Repeat the whole listing below, word for word.

Data entries.
• • • • •
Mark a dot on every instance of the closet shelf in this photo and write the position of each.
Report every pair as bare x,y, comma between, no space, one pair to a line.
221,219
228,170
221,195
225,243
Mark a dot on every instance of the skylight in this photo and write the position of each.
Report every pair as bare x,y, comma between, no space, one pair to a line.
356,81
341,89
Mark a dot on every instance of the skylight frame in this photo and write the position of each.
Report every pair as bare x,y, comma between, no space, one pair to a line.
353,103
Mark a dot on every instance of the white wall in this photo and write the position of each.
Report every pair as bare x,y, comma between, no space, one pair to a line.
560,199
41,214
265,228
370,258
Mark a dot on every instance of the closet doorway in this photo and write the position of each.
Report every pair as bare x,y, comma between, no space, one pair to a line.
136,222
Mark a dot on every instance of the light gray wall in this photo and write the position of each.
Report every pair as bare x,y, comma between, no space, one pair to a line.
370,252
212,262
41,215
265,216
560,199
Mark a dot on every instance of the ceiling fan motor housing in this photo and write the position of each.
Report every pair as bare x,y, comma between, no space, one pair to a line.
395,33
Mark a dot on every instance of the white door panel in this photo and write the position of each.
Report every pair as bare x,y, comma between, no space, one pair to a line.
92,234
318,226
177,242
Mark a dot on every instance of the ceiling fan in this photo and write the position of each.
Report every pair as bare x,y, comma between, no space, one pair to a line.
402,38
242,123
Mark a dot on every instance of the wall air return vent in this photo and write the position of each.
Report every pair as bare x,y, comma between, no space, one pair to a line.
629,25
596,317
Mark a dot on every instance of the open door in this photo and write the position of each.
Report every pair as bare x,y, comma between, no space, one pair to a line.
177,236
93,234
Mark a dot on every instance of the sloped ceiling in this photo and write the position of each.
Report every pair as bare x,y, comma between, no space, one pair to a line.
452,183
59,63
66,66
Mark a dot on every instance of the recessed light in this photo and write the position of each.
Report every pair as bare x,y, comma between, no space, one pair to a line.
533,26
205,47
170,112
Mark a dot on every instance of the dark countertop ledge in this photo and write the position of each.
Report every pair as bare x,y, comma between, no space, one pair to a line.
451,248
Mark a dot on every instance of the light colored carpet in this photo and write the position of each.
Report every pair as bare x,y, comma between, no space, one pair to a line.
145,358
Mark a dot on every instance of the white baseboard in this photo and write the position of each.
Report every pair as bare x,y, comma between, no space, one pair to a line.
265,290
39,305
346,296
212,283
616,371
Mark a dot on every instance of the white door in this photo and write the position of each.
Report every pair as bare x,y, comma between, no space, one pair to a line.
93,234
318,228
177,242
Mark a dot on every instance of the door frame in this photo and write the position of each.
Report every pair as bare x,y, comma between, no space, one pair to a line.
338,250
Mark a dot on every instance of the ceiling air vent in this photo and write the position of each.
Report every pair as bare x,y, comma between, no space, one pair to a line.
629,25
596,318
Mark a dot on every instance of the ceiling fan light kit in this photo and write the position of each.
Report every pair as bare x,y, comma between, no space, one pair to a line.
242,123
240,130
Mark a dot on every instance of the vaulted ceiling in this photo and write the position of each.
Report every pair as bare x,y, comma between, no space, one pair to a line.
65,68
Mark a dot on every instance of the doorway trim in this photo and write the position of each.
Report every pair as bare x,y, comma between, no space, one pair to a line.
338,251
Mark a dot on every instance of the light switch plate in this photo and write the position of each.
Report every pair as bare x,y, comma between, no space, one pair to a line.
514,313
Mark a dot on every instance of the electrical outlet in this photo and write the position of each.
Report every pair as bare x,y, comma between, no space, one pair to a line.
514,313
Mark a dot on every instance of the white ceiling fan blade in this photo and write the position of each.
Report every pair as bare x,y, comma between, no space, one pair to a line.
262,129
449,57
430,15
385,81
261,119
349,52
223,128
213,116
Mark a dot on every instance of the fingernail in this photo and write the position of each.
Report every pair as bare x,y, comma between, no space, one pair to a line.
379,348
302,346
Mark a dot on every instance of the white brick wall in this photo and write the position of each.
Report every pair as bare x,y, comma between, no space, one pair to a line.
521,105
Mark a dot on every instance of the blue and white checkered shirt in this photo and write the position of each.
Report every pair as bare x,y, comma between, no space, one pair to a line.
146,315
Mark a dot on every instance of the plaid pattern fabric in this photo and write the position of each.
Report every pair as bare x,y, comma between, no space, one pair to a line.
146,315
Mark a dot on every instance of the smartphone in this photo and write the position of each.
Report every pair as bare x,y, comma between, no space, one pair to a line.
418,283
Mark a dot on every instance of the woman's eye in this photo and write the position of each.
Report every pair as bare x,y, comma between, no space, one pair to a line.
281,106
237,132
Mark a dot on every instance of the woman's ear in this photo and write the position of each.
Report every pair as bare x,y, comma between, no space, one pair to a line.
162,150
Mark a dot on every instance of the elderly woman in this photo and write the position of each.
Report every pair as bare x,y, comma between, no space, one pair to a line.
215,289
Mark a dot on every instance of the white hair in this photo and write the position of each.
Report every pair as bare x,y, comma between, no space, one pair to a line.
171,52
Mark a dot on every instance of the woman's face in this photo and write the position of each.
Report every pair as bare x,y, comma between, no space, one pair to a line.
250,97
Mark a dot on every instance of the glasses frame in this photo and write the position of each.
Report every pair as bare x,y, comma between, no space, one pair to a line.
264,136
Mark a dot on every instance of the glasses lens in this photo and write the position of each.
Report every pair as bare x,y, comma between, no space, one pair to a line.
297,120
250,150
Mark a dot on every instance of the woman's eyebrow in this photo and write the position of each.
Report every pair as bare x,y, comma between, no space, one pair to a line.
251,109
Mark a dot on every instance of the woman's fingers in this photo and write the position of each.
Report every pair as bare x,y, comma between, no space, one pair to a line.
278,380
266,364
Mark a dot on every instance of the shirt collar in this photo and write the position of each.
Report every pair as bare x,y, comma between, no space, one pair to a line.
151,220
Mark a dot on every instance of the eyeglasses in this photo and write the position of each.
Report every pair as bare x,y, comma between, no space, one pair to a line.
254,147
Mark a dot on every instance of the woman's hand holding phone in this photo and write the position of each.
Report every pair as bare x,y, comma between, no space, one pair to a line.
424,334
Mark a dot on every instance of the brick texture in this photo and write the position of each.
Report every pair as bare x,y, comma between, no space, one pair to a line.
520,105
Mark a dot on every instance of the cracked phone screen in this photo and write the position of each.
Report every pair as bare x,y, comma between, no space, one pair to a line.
• • • • •
Full response.
Mark a dot on every instance of the closet shelf in this photo and write the position of each.
Report every pair as bare x,y, comma between, no space, one pair to a line.
221,219
228,170
221,195
225,243
Mark a dot on every instance of the skylight in this photo and write the position of each.
Report every pair as bare x,y, comma between, no space, one pair to a line.
356,81
341,89
Mark a dot on every instance of the skylight frame in this photo and write the position of each.
Report every pair as bare x,y, comma between, no space, one pair to a line.
353,103
Mark a dot on every instance of the white wall in this photo and write the position of each.
Report every pair as bare x,y, comma between, no space, one pair to a line.
560,199
41,214
265,228
370,258
Mark a dot on every instance of the closet doorway in this photo and write the position of each.
Report every pair as bare x,y, comma between, no space, one pair to a line.
136,222
Mark a dot on every instance of the light gray wall in this photo and write the position of each.
Report every pair as bare x,y, comma between, no space, one pair to a line.
370,252
212,262
41,215
265,216
560,199
Mark a dot on every instance of the ceiling fan motor housing in this photo and write the position of each.
Report every pair as bare x,y, comma between, no space, one pair to a line.
395,33
Mark a dot on every instance of the white door panel in this photo and write the position of each.
Report every pair as bare x,y, comma between, no space, one pair to a line.
92,234
318,226
177,242
Mark a dot on every instance of the ceiling fan in this photo and write the position of each.
Report every pair as bare x,y, comma between, no space, one pair to a line.
402,38
242,123
Mark a dot on every instance of the wall air return vent in this photo and write the position of each.
Report every pair as bare x,y, comma between, no space, one pair to a line.
629,25
596,317
Mark a dot on every instance of the open door in this photo and write the position of each.
Report every pair as bare x,y, comma between, no space, one pair to a line.
177,236
93,234
Mark a dot on every instance of the sloped ceiling in this photo and write the position of each.
Report every pair as bare x,y, comma between, no space, one pair to a line.
452,183
59,63
66,66
Mark a dot on every instance of the recessed light in this photo and write the position of each.
Report every pair as bare x,y, comma between, no space, one pair to a line.
533,26
205,47
170,112
Mark a dot on every instance of the dark countertop ledge in this photo and write the position of each.
Report every pair as bare x,y, comma between, no space, one pair to a line.
451,248
Mark a dot on every instance of the light colored carpet in this photo and write the position of each.
Report every pair as bare x,y, comma between, no space, one pair to a line.
145,358
Mark a dot on every instance of the white baseboard in this photo and write the position of each.
Report every pair as bare x,y, comma between, no space, one pair to a line.
265,290
39,305
346,296
212,283
616,371
Mark a dot on every instance of the white door in this photo and write the position of each.
Report every pair as bare x,y, comma between, no space, one pair to a line.
93,234
318,228
177,242
Mark a dot on every instance of the door frame in this photo and write the position of each.
Report every pair as bare x,y, comma between, no space, one pair to a line.
338,250
Mark a dot on every instance of the ceiling air vent in this photo and write the position of each.
Report every pair as bare x,y, comma between, no space, one pair to a line.
629,25
596,318
Mark a dot on every instance of the ceiling fan light kit in this photo and write the position of each.
Report every pair as bare x,y, comma between, no space, one pair to a line.
242,123
240,130
Mark a dot on every instance of the vaulted ceiling in this photo and write the position of each.
Report every pair as bare x,y, comma between, no space, one pair to a line.
65,68
Mark a dot on every instance of the doorway trim in this photo and write the position of each.
Report every pair as bare x,y, comma between, no space, one pair to a line.
338,251
Mark a dot on every instance of the light switch plate in this photo and write the position of each.
Report every pair as bare x,y, comma between, no space, one pair to a line.
514,313
Mark a dot on every instance of the electrical outlet in this photo and write the position of each.
Report every pair as bare x,y, comma between, no space, one pair to a line.
514,313
Mark a dot on every instance of the white ceiling fan blade in this photo and write the position of each.
Report every pair as bare x,y, comma between, no space, one pair to a line.
262,129
449,57
430,15
385,81
261,119
349,52
223,128
213,116
Mark a dot on every instance of the fingernail in this photo and write the position of each.
Report every pair as bare x,y, comma between, no space, one pair to a line.
379,348
302,346
Mark a dot on every instance of the white brick wall in this photo and write the position of each.
Report every pair as bare x,y, comma between, no space, one pair to a line.
521,105
Mark a dot on every instance of the blue and white checkered shirt in this photo and write the position of each.
Report every pair as bare x,y, comma between, no space, one pair to a line.
146,315
Mark a dot on every instance of the plaid pattern fabric in this photo and write the position of each.
Report every pair as bare x,y, comma between, no space, one pair to a line.
146,315
Mark a dot on every instance of the smartphone in this photo and write the position of each.
Report every pair as bare x,y, comma between, no space, one pair to a line.
418,283
Mark a dot on every instance of the woman's eye in this photo and write the position of each.
Report every pair as bare x,y, comma between, no space, one pair to a line.
281,106
237,132
Mark a dot on every instance of the woman's ear in this photo and write the position of each.
Report every pair as bare x,y, comma between, no space, one pair to a line.
162,150
Mark a dot on every instance of the elderly woman in this photo and write the position of each.
Report every pair as bare x,y, comma between, no space, one pair to a line.
215,289
Mark a dot on every instance of the white hair in this photo and write the position of each.
Report every pair as bare x,y, comma between, no space, one pair to a line.
171,52
Mark a dot on every instance of the woman's face in this photo and write the position of each.
Report every pair as bare x,y, comma between, no space, one pair to a line.
250,97
Mark a dot on every instance of the glasses frame in this photo and write the position of each.
Report every pair as bare x,y, comma between, no space, one pair to a line.
264,136
Mark a dot on every instance of the glasses lens in this photo and write the position of each.
Report every pair as bare x,y, comma between, no space, one pair to a line.
297,120
250,150
Mark a dot on every instance of the woman's eyebrow in this photo and write the position of each.
Report every pair as bare x,y, comma between, no space, one pair to a line.
251,109
Mark a dot on every instance of the woman's fingers in this photo and write the position of each.
Report every pair as bare x,y, comma between, no space, one pair to a line.
278,380
266,364
Mark a dot on every instance of the shirt collar in this photo and write the position of each.
Report every pair as bare x,y, comma between, no space, one pair to a line.
151,220
Mark a dot on every instance of the eyeglasses in this photo and write the position of each.
Report every pair as bare x,y, comma between, no space, one pair to a line.
254,147
Mark a dot on every instance of the woman's hand holding phone in this photo and write the position of each.
Report every pair as bare x,y, comma between, no space, one pair to a line.
424,334
Mark a dot on every instance of the brick texture in this photo and write the position of each.
Report every pair as bare x,y, comma between, no space, one pair to a line.
520,105
Mark a dot on every instance of the cracked phone screen in this photo and write the position of each.
Report every pair as bare x,y, comma between, no space, one pair to a line.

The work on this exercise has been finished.